## [WORK ITEM]
Transcribe the following records in full, exactly as shown.

(Data excerpts)

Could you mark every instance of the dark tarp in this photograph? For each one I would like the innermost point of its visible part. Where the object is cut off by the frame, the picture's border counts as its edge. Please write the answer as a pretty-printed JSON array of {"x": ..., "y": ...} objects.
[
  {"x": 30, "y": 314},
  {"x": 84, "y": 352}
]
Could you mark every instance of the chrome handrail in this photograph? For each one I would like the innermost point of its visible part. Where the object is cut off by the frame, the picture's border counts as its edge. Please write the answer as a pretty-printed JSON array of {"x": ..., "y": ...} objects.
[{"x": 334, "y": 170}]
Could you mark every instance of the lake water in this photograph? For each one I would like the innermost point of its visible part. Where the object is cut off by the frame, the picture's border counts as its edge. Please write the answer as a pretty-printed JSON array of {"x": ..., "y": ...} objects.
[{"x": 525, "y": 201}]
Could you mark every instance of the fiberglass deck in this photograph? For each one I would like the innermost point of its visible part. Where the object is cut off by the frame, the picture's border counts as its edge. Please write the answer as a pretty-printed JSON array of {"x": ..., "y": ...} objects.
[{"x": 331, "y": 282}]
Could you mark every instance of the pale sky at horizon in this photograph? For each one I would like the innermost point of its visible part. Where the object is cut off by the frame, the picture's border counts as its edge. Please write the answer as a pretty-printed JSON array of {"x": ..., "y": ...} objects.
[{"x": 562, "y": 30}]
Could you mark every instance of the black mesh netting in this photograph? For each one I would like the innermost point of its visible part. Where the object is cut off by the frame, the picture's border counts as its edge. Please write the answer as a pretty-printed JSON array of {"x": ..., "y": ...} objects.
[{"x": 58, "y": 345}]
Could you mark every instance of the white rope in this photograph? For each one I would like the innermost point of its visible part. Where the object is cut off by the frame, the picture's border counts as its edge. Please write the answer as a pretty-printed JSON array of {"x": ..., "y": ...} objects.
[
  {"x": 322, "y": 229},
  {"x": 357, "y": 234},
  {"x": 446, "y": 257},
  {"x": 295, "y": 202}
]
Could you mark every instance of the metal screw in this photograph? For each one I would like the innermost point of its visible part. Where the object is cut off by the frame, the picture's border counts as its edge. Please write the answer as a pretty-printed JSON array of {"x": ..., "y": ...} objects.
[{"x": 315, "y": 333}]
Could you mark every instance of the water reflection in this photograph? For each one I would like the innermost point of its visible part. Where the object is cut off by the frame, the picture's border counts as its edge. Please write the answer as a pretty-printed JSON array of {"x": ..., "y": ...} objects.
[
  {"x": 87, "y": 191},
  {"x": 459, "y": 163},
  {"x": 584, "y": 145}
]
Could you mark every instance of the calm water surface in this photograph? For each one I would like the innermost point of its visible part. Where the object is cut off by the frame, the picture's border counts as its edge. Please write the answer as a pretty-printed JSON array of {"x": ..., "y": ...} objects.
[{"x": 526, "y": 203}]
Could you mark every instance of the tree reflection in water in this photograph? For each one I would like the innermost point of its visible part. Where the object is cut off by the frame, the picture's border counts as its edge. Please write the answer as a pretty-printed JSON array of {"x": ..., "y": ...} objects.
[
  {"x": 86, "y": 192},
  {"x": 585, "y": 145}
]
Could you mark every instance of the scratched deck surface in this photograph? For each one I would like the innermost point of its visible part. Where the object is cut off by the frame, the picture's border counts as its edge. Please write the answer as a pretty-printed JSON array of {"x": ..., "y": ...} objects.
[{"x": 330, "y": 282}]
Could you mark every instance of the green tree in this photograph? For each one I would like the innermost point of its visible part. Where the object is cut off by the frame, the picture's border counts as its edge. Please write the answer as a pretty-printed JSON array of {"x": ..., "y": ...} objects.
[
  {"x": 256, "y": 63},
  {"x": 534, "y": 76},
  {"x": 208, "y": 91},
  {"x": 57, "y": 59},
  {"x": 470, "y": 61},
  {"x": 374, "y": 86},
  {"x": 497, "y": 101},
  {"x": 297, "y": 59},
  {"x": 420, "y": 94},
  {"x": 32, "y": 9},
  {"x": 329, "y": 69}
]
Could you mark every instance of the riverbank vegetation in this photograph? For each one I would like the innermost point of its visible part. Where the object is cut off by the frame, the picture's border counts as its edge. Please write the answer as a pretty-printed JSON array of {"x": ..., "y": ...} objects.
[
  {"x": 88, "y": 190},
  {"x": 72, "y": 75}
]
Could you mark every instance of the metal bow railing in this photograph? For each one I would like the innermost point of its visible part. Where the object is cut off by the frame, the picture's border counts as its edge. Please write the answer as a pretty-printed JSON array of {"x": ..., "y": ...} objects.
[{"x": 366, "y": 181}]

## [SOLUTION FOR THIS EXERCISE]
Could you mark every instance of the dark tarp in this photograph? For each one I would like the innermost point of its visible part. Where the object is cut off by the frame, the picture's border counts as its edge. Please write the answer as a pretty-printed JSON array of {"x": ..., "y": ...} objects.
[
  {"x": 30, "y": 314},
  {"x": 84, "y": 352}
]
Could you mark every instance of the chrome handrail in this photograph? For each one I would like the innermost point of its visible part. Where the object is cut off by the frame, the picture's border counts as its edge. Please write the answer as a pretty-printed JSON array of {"x": ..., "y": ...} objects.
[{"x": 334, "y": 170}]
Could you mark every instance of the lake water in this photograph? For each one I would like the innermost point of its visible part. Where the object is cut off by the frame, the picture's border counts as its edge. Please write the answer as a pretty-printed JSON array of {"x": ..., "y": ...} objects.
[{"x": 525, "y": 201}]
Could you mark every instance of the fiberglass deck in this photograph? For each one I would like the innermost point of its visible part. Where the object is cut off by the frame, the picture's border counts as its edge. Please write the answer as a pretty-printed JSON array of {"x": ..., "y": ...} objects.
[{"x": 331, "y": 282}]
Could you mark every instance of the pale sky at horizon in this photograph? For each one I would like the innermost point of its visible part. Where the object is cut off by the frame, the picture's border counts as its edge. Please write the answer as a pretty-printed JSON array of {"x": ..., "y": ...} objects.
[{"x": 562, "y": 30}]
Could you mark every instance of the black mesh netting in this photograph? For each one I would like the innermost point of its visible part. Where the object is cut off by the frame, the picture's border counts as its edge. Please write the answer as a pretty-printed JSON array of {"x": ..., "y": ...} objects.
[{"x": 58, "y": 345}]
Could you mark every instance of the white rope in this photograph? For each one I would like the innermost point of its visible part. Where the object is cut off by the frame, the picture's border counts as its edge. Please write the answer as a pretty-printed JSON array of {"x": ..., "y": ...} objects.
[
  {"x": 322, "y": 229},
  {"x": 357, "y": 234},
  {"x": 446, "y": 257},
  {"x": 295, "y": 202}
]
Could you mark every instance of the metal screw in this photograph? For each one I would like the innermost point of its visible part. Where the object is cut off by the frame, the picture's border counts as its edge. Please write the answer as a pretty-printed JSON array of {"x": ..., "y": ...} objects.
[{"x": 315, "y": 333}]
Could you mark every instance of the water reflection in this photograph? For each one I would like the innermost point of its visible part. Where the object is cut off by the frame, the picture's border counts as its edge. Please write the answer as a pretty-printed JSON array of {"x": ..., "y": ...} objects.
[
  {"x": 87, "y": 191},
  {"x": 459, "y": 163},
  {"x": 584, "y": 145}
]
Could you mark every instance of the calm water surface in this photograph? For each one I would like the innermost point of its visible part. Where the object is cut off by the frame, the picture's border counts as its edge. Please write the answer as a pretty-printed JSON array of {"x": ..., "y": ...} objects.
[{"x": 526, "y": 203}]
Could you mark every instance of the tree reflection in water in this photograph? For each one I would like the innermost point of its visible part. Where the object is cut off by the frame, the picture's border counts as its edge. Please write the answer as a pretty-printed JSON array of {"x": ..., "y": ...} objects.
[
  {"x": 86, "y": 192},
  {"x": 585, "y": 145}
]
Could you mark every instance of the scratched deck surface in this photograph? For each one I would like the innermost point of its visible part. Where the object is cut off by the frame, the picture's border counts as its edge. Please write the answer as a pretty-printed JSON array of {"x": ..., "y": ...} objects.
[{"x": 330, "y": 282}]
Could you mark every instance of the green tree in this photograph? For each one I would like the innermost point of its visible part. Where the object is cut off by the frame, the picture's border counts as its edge. Please write the answer as a pretty-printed JSON array of {"x": ..., "y": ...} objects.
[
  {"x": 256, "y": 63},
  {"x": 534, "y": 76},
  {"x": 208, "y": 91},
  {"x": 57, "y": 59},
  {"x": 470, "y": 61},
  {"x": 374, "y": 86},
  {"x": 497, "y": 101},
  {"x": 297, "y": 59},
  {"x": 420, "y": 94},
  {"x": 32, "y": 9},
  {"x": 329, "y": 69}
]
Could you mark every instance of the riverbank vegetation in this photograph? For each one I would like the innermost point of its visible part. Where the object is cut off by the frame, the picture's border counts as its edge. Please write the answer as a pretty-printed JSON array of {"x": ..., "y": ...} objects.
[
  {"x": 88, "y": 190},
  {"x": 72, "y": 75}
]
Could you mark every instance of the metal bow railing in this photograph? For each one I would like the innermost point of its visible part. Where the object is cut off by the frame, the picture's border counts as its edge. Please write the answer as a pretty-printed JSON array of {"x": ..., "y": ...} objects.
[{"x": 366, "y": 181}]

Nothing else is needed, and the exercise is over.